■ **ТЕКСТ ДЛЯ ЧТЕНИЯ**
——————
Теперь оставалось снарядить каяки для морского перехода. Конечно, лучше всего было бы грести каждому отдельно, но, если поставить на палубы каяков тяжелые нарты, такое плавание оказалось бы довольно трудным. Бросить нарты мы не решились, так как они могли еще нам пригодиться. До поры до времени не оставалось ничего другого, как по обыкновению связать покрепче поставленные рядом каяки, укрепить их пропущенными под стропы лыжами и поставить поперек нарты – одни на носу, другие на корме.
——————
■ **ИСХОДНЫЕ ДАННЫЕ**
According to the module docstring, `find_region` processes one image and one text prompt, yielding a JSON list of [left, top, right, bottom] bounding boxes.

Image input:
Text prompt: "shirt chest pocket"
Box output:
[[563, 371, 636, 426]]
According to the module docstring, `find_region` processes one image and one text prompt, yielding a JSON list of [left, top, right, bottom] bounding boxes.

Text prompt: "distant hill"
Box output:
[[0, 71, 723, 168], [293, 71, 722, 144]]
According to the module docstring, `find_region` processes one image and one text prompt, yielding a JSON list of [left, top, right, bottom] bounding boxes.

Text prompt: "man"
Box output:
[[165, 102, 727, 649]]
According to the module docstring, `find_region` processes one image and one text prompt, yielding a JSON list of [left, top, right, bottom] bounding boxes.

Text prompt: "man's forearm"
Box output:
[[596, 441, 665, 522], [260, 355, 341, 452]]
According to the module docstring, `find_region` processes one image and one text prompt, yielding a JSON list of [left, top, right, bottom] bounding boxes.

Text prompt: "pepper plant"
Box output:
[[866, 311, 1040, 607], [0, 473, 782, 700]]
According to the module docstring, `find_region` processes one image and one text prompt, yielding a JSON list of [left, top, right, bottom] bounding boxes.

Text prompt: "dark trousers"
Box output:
——————
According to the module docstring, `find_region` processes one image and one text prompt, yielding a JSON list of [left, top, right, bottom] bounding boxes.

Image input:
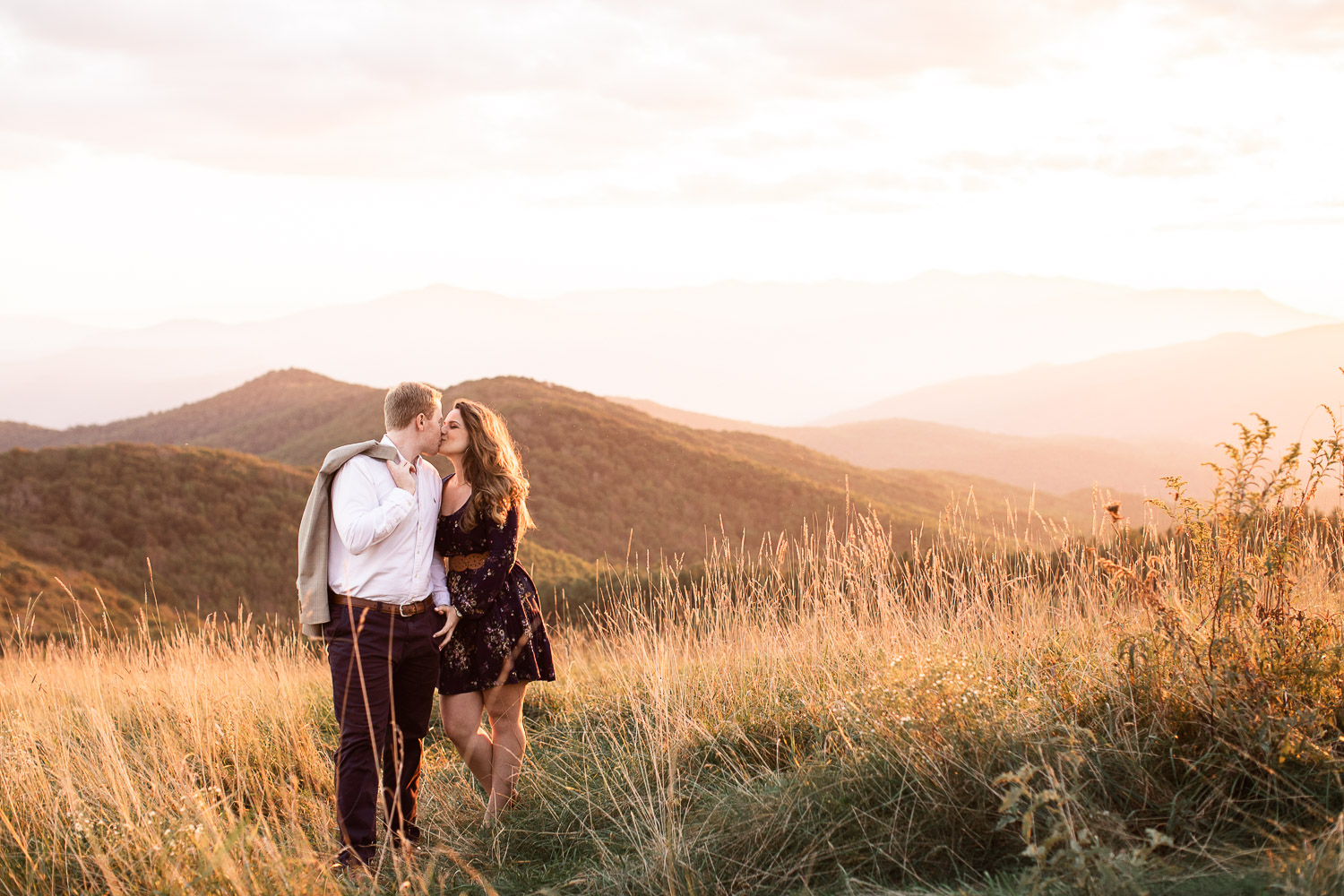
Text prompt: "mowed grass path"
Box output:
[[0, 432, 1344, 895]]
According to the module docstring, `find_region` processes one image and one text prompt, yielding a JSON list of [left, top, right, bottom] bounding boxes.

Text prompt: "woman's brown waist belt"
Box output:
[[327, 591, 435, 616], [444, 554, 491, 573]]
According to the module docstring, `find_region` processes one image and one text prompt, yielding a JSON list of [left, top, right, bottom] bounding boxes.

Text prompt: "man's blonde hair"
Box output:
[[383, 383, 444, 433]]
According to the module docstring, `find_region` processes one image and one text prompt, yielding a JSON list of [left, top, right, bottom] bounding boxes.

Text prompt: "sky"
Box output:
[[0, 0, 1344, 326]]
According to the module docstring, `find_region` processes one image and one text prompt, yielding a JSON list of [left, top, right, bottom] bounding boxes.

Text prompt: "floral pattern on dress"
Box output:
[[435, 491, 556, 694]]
——————
■ **НАД ЧЕМ РАБОТАТЬ**
**A)** Согласуются ли с текстом о каяках эти утверждения: (i) путешественники решили бросить нарты; (ii) каяки поставили рядом, связали и укрепили лыжами; (iii) все нарты поставили на корме? На каждое ответьте «да» или «нет» и точно приведите слова текста, которые это решают.
**B)** Перепишите из текста о каяках слово в слово отрывок от слов «Теперь оставалось снарядить» до слов «другие на корме.» включительно.
Данные здесь ни при чём.

■ **ОТВЕТЫ НИЖЕ**
**A)**
(i) Нет: «Бросить нарты мы не решились».
(ii) Да: «связать покрепче поставленные рядом каяки, укрепить их пропущенными под стропы лыжами».
(iii) Нет: «одни на носу, другие на корме».

**B)**
Теперь оставалось снарядить каяки для морского перехода. Конечно, лучше всего было бы грести каждому отдельно, но, если поставить на палубы каяков тяжелые нарты, такое плавание оказалось бы довольно трудным. Бросить нарты мы не решились, так как они могли еще нам пригодиться. До поры до времени не оставалось ничего другого, как по обыкновению связать покрепче поставленные рядом каяки, укрепить их пропущенными под стропы лыжами и поставить поперек нарты – одни на носу, другие на корме.